Task list:
1) Answer these questions from the EPS depolymerase excerpt, one line each:
(a) What causes the symptoms observed in plants?
(b) In which organism is the enzyme produced before purification?
(c) Which portion of the original protein was kept to optimize the enzyme?
2) Quote the stretch of the EPS depolymerase excerpt from "EPS Depolymerase design" through "part : [http://parts.igem.org/Part:BBa_K2255006 BBa_K2255006].".
3) Rewrite the paragraph of the EPS depolymerase excerpt that begins "The original enzyme used by the phage" as a short list that keeps its main facts.

Page excerpt:
As the symptoms observed in plants are the result occlusion of xylem vessels by bacterial biofilm and the accumulation of EPS, we think this may be a way to unblock the vessels. The goal of part of the design isn’t to treat X. fastidiosa or to prevent the infection, but to reduce symptoms.
EPS Depolymerase design
As we wanted to limit the number of GMOs in our product decided to purify the enzyme after production in E. coli using a quick and efficient purification system.
The original enzyme used by the phage is very large and the gene is not optimal for a production in E. coli. Thus, to produce large quantities of the enzyme, we decided to optimize the enzyme by taking only the catalytic domain of the original protein and optimizing the gene sequence for production in E. coli. This lead to the creation of the EPS-Depolymerase part : [http://parts.igem.org/Part:BBa_K2255006 BBa_K2255006].

Study material:

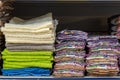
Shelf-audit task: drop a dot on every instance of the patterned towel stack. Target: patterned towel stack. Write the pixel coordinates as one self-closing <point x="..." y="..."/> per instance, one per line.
<point x="102" y="59"/>
<point x="5" y="11"/>
<point x="70" y="54"/>
<point x="29" y="46"/>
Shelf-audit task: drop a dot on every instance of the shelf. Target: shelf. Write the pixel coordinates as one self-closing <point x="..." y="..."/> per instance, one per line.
<point x="51" y="78"/>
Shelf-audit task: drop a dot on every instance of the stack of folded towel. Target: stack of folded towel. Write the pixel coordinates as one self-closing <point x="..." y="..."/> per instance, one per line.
<point x="29" y="46"/>
<point x="2" y="42"/>
<point x="70" y="54"/>
<point x="5" y="11"/>
<point x="102" y="59"/>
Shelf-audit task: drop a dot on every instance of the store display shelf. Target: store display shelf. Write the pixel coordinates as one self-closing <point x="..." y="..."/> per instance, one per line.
<point x="52" y="78"/>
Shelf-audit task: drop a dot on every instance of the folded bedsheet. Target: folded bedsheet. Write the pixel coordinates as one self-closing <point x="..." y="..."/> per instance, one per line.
<point x="71" y="35"/>
<point x="33" y="71"/>
<point x="102" y="59"/>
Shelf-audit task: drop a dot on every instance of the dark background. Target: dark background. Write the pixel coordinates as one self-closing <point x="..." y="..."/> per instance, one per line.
<point x="88" y="16"/>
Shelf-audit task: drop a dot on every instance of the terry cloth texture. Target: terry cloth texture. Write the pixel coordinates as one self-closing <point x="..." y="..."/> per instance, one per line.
<point x="29" y="47"/>
<point x="5" y="11"/>
<point x="29" y="44"/>
<point x="26" y="72"/>
<point x="13" y="60"/>
<point x="38" y="30"/>
<point x="102" y="59"/>
<point x="2" y="42"/>
<point x="70" y="54"/>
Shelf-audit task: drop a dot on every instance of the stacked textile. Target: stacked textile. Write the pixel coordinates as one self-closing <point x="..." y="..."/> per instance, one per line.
<point x="70" y="54"/>
<point x="5" y="11"/>
<point x="114" y="24"/>
<point x="102" y="59"/>
<point x="2" y="42"/>
<point x="29" y="47"/>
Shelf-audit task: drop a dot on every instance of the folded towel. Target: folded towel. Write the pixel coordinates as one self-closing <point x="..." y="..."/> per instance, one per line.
<point x="13" y="65"/>
<point x="33" y="71"/>
<point x="43" y="18"/>
<point x="27" y="60"/>
<point x="37" y="36"/>
<point x="29" y="47"/>
<point x="27" y="40"/>
<point x="44" y="30"/>
<point x="28" y="57"/>
<point x="40" y="53"/>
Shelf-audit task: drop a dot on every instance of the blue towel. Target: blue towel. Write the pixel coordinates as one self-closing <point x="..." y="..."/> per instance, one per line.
<point x="26" y="72"/>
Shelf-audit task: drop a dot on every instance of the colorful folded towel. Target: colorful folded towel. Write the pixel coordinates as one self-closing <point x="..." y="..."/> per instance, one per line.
<point x="40" y="53"/>
<point x="13" y="65"/>
<point x="33" y="71"/>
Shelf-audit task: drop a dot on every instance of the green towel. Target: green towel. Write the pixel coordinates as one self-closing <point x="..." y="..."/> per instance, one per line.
<point x="14" y="65"/>
<point x="43" y="53"/>
<point x="26" y="60"/>
<point x="28" y="57"/>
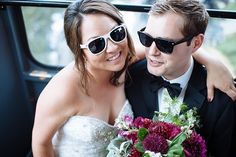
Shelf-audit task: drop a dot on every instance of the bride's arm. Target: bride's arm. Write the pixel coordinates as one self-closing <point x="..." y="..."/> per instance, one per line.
<point x="218" y="75"/>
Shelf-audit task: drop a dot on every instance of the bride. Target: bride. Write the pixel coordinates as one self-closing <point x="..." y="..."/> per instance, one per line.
<point x="76" y="111"/>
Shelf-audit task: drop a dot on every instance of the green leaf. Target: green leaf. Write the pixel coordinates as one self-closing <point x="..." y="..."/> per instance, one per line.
<point x="146" y="155"/>
<point x="142" y="133"/>
<point x="178" y="139"/>
<point x="176" y="151"/>
<point x="139" y="147"/>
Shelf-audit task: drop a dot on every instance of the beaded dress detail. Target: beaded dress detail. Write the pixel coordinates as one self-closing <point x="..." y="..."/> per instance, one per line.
<point x="84" y="136"/>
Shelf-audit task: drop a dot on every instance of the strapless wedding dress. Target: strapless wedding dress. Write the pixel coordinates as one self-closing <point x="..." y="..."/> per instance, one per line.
<point x="83" y="136"/>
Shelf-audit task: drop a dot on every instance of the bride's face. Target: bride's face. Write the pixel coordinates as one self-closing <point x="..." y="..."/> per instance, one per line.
<point x="112" y="55"/>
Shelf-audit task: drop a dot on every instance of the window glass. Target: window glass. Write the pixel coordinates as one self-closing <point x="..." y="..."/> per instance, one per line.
<point x="44" y="28"/>
<point x="210" y="4"/>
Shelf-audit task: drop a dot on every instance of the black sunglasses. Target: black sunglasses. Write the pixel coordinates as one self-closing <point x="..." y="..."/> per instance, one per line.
<point x="98" y="45"/>
<point x="165" y="46"/>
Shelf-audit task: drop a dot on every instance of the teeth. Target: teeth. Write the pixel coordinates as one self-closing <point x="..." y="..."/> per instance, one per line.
<point x="114" y="57"/>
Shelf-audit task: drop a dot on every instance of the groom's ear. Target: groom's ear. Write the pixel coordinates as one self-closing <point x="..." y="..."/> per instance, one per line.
<point x="197" y="42"/>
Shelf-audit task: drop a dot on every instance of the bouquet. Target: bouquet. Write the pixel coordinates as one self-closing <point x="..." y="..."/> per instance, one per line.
<point x="166" y="135"/>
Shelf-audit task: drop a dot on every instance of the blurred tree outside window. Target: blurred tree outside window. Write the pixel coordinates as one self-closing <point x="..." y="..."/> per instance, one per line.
<point x="44" y="27"/>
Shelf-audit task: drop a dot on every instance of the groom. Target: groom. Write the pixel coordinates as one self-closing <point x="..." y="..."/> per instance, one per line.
<point x="175" y="29"/>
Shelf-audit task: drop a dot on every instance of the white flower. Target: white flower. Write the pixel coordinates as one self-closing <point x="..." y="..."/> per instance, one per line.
<point x="153" y="154"/>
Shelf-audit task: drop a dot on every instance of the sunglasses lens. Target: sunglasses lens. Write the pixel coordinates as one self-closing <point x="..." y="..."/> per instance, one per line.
<point x="164" y="45"/>
<point x="118" y="34"/>
<point x="97" y="45"/>
<point x="145" y="39"/>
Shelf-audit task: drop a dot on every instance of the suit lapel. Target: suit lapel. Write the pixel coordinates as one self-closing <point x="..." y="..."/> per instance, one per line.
<point x="196" y="90"/>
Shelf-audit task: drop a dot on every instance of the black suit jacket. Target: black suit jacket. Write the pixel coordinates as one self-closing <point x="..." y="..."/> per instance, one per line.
<point x="218" y="118"/>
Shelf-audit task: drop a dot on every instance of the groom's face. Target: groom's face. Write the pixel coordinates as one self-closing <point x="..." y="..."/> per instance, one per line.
<point x="167" y="26"/>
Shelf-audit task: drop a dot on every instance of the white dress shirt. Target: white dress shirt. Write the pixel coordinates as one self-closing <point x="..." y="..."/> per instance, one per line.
<point x="183" y="81"/>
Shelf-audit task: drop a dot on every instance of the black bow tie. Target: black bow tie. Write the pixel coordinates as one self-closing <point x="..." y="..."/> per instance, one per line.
<point x="173" y="89"/>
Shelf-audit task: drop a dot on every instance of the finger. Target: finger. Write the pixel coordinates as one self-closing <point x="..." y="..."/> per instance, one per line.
<point x="210" y="92"/>
<point x="232" y="94"/>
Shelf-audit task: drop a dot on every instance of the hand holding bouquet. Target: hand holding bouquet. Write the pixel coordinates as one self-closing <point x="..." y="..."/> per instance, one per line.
<point x="166" y="135"/>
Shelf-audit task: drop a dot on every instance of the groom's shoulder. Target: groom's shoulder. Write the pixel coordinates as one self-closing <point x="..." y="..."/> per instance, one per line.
<point x="138" y="68"/>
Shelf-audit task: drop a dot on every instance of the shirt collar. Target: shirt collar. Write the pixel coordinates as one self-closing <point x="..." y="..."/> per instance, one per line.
<point x="183" y="79"/>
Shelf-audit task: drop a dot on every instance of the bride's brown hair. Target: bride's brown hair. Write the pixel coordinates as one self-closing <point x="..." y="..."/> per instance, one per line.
<point x="72" y="23"/>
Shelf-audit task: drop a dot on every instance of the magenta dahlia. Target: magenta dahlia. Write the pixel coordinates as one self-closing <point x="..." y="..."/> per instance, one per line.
<point x="160" y="128"/>
<point x="194" y="146"/>
<point x="135" y="153"/>
<point x="155" y="143"/>
<point x="141" y="122"/>
<point x="129" y="135"/>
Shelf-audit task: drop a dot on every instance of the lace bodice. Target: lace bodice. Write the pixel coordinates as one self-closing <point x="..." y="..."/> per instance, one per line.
<point x="84" y="136"/>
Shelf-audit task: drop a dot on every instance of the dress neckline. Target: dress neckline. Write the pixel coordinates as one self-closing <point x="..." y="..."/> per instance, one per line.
<point x="99" y="120"/>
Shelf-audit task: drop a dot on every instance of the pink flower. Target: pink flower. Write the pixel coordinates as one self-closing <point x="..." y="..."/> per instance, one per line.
<point x="134" y="153"/>
<point x="155" y="143"/>
<point x="160" y="128"/>
<point x="129" y="135"/>
<point x="174" y="131"/>
<point x="194" y="146"/>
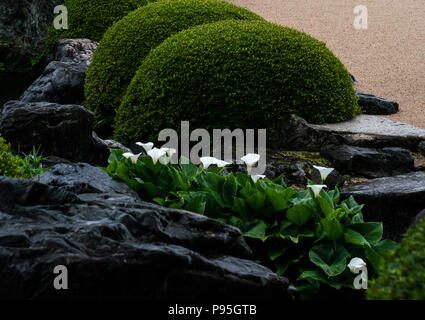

Replies:
1)
(a) Bacterial biofilm occluding the xylem vessels, along with the accumulation of EPS.
(b) E. coli.
(c) Only the catalytic domain.

2)
EPS Depolymerase design
As we wanted to limit the number of GMOs in our product decided to purify the enzyme after production in E. coli using a quick and efficient purification system.
The original enzyme used by the phage is very large and the gene is not optimal for a production in E. coli. Thus, to produce large quantities of the enzyme, we decided to optimize the enzyme by taking only the catalytic domain of the original protein and optimizing the gene sequence for production in E. coli. This lead to the creation of the EPS-Depolymerase part : [http://parts.igem.org/Part:BBa_K2255006 BBa_K2255006].

3)
- The phage's original enzyme is very large, and its gene is not optimal for production in E. coli.
- For large-scale production, only the catalytic domain of the original protein was kept.
- The gene sequence was optimized for production in E. coli.
- The result was the EPS-Depolymerase part, BBa_K2255006.